* _Dataset records_
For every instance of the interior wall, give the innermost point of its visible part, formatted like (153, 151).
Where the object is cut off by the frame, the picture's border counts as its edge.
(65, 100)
==
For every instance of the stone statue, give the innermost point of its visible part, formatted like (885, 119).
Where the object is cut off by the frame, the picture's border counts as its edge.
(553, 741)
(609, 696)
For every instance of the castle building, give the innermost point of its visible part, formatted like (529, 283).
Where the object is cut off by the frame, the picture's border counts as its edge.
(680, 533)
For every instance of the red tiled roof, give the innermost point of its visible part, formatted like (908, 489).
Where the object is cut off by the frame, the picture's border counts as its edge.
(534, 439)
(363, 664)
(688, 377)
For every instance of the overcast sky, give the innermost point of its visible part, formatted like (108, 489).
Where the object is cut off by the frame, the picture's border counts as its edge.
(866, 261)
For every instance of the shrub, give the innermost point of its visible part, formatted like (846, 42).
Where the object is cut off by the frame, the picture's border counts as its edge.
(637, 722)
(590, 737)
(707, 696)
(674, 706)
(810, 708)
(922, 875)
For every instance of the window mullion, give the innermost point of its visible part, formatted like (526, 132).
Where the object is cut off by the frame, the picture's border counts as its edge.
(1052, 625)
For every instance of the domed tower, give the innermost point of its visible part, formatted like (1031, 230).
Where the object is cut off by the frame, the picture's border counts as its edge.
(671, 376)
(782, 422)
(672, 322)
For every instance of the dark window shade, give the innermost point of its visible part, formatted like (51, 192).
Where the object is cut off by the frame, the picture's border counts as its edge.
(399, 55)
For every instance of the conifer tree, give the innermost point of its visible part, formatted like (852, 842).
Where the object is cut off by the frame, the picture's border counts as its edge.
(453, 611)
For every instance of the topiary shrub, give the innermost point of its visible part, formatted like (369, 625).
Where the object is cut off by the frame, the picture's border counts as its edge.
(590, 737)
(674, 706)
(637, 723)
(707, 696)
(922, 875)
--
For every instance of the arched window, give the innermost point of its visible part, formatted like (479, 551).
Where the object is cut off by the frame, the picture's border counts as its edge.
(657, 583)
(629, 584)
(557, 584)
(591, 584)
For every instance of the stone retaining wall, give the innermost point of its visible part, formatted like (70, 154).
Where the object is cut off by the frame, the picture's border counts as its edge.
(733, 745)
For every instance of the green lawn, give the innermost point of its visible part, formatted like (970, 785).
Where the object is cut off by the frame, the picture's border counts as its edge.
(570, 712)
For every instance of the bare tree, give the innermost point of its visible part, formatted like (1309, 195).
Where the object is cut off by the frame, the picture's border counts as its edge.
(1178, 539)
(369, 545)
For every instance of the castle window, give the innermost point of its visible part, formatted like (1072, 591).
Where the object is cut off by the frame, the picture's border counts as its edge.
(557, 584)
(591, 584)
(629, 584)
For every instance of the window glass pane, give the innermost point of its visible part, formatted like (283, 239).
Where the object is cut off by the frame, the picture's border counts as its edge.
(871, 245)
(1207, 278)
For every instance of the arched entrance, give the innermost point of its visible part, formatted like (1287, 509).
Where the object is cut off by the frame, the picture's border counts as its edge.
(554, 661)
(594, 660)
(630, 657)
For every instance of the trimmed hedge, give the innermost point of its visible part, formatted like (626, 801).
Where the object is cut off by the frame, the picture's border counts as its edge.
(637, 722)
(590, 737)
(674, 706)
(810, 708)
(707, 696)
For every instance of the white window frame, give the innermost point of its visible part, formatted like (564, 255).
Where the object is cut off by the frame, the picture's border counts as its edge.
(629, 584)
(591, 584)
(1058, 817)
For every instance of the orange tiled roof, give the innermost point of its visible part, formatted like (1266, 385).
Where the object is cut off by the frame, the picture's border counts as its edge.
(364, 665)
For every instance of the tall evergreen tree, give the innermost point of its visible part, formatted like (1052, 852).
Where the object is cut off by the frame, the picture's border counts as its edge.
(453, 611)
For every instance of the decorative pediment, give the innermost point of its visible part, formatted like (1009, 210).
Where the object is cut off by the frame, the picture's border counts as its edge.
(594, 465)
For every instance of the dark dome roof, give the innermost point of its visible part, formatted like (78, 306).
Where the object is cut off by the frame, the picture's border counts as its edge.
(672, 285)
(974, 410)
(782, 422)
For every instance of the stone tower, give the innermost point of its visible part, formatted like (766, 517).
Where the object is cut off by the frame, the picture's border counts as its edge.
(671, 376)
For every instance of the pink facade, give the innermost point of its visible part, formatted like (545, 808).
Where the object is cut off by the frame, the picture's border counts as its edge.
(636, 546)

* _Requirements_
Reproduce the lines from the one containing "For every instance of the red" through the one containing "(1052, 625)", inclusive, and nothing else.

* _Full output_
For every instance of the red tiled roof, give the innermost point of its visible part, formatted like (908, 489).
Where the object is cut off by the frame, the picture's border counts as its edge.
(534, 439)
(363, 664)
(688, 377)
For every instance of the overcast sky, give the innermost point of its visible part, formatted like (108, 489).
Where the object is cut off by the frame, the picture's border counts as its edge.
(866, 261)
For every instance of the shrub, give the innermost point of its visible part, formatted like (846, 42).
Where the object is cut off by the frame, the picture's border counts as its edge.
(637, 722)
(590, 737)
(707, 696)
(674, 706)
(810, 708)
(922, 875)
For every instance of the window mullion, give the innermost point of its visible part, formatted like (526, 132).
Where the object is cut off by the frame, the picture's border counts as its edge.
(1052, 625)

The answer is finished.